C’est ce que nous faisons, tous, depuis le début de la pandémie, en confinant, quand il s’agit de la seule piste, en limitant les contacts sociaux, en augmentant la vaccination… Toutes ces mesures conduisent à réduire la circulation du virus. La vaccination, je le rappelle, a également pour effet de diminuer la transmission. Certes, l’impact de la vaccination sur la transmission est moins fort qu’espéré, mais il existe.

Attendre un vaccin universel pour se faire vacciner est, selon Sophie Lucas, un pari dangereux.
Attendre un vaccin universel pour se faire vacciner est, selon Sophie Lucas, un pari dangereux.© UCLouvain

Se dirige-t-on vers des doses de rappel à répétition ?

Certainement vers l’administration d’une quatrième dose. Pour ce qui concerne la grippe, la vaccination est annuelle. Pour le Sars-CoV-2, on se dirige vers des rappels réguliers. Mais peut-être qu’à un moment, ils ne devront être administrés qu’aux plus vulnérables.

Que faut-il attendre des nouveaux vaccins, ceux contre Omicron, prévus, selon le fabricant, en mars ?

Le fabricant livrera peut-être ses résultats en mars. Il ne faut pas les espérer chez nous avant avril, au plus tôt, voire en mai ou juin prochain. Je ne sais pas, en revanche, s’ils seront indispensables. La vague Omicron, c’est maintenant. Quand ces vaccins arriveront, cette vague sera passée et on ignore si la suivante sera à base d’Omicron ou d’un autre variant. Il faut donc préférer la dose booster, car elle immunise contre Omicron et limite sans aucun doute les conséquences de l’infection.

Et celui, universel, contre les variants du Sars-CoV-2 ?

Les résultats, pour l’heure, ne sont pas encourageants. Voilà des années que l’on cherche à mettre au point un vaccin universel contre la grippe… L’attendre pour se faire vacciner reste un pari dangereux.

> [TRAVAIL DEMANDÉ 1]:
Répondez aux questions suivantes en vous appuyant sur l'extrait sur la vaccination.
(a) Quelle est la fréquence de la vaccination contre la grippe ?
(b) Au plus tôt, à partir de quand peut-on espérer chez nous les nouveaux vaccins contre Omicron ?
(c) Selon qui attendre un vaccin universel pour se faire vacciner est-il un pari dangereux ?
> [TRAVAIL DEMANDÉ 2]: Traduisez en anglais la phrase suivante de l'extrait sur la vaccination : « Pour le Sars-CoV-2, on se dirige vers des rappels réguliers. »
> [TRAVAIL DEMANDÉ 3]: Écrivez en quelques lignes la suite de l'extrait sur la vaccination, à partir de sa dernière phrase.
Les lignes de données n'ont aucun rapport avec l'extrait sur la vaccination.

> [JEU DE DONNÉES]:
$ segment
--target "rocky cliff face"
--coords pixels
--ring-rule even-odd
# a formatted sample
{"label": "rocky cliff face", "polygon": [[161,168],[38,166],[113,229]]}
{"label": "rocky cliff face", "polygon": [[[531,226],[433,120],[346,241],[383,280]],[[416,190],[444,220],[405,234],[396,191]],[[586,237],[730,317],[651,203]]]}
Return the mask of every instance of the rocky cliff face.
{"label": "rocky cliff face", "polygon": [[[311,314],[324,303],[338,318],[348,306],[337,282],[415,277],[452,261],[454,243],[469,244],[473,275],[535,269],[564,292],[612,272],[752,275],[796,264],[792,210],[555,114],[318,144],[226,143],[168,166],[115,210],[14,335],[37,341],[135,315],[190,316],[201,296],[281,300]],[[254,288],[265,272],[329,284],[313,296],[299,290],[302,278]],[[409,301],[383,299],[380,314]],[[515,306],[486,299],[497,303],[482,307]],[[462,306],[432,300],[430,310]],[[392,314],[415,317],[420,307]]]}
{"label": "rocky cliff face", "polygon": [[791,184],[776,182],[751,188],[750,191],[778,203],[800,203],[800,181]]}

> [RÉSULTAT ATTENDU 1]:
(a) Elle est annuelle.
(b) À partir d'avril.
(c) Selon Sophie Lucas.

> [RÉSULTAT ATTENDU 2]: For Sars-CoV-2, we are heading toward regular boosters.

> [RÉSULTAT ATTENDU 3]:
L’obligation vaccinale et le pass vaccinal ne peuvent pas toucher les moins de 18 ans, voire les moins de 16 ans.

Sophie Lucas, immunologue (UCLouvain)

Etes-vous favorable à l’obligation vaccinale ?

Rendre obligatoire la vaccination ou le pass vaccinal demeure une décision politique, pas la mienne. C’est aux politiques d’organiser notre société, de protéger les plus faibles, de permettre la vie de tous et de protéger les soins de santé. Les soignants sont ceux qui souffrent le plus, avec les enseignants. Par contre, les citoyens doivent savoir ce qu’en pense l’ensemble des scientifiques et ce qu’ils pensent, c’est qu’il faut vacciner un maximum d’adultes.

Pas les adolescents et les enfants ?

L’obligation vaccinale et le pass vaccinal ne peuvent pas toucher les moins de 18 ans, voire les moins de 16 ans. L’accès à l’école, par exemple, ne peut pas être conditionné à l’ obligation d’être vacciné, en tout cas pour les moins de 12 ans, et probablement pour les moins de 16 ans, voire les moins de 18 ans. En revanche, à titre personnel, je suis soulagée que la vaccination soit accessible et recommandée pour les moins de 18 ans. L’intérêt de la rendre accessible et recommandée repose sur des analyses scientifiques.

Les traitements thérapeutiques peuvent-ils remplacer le vaccin ?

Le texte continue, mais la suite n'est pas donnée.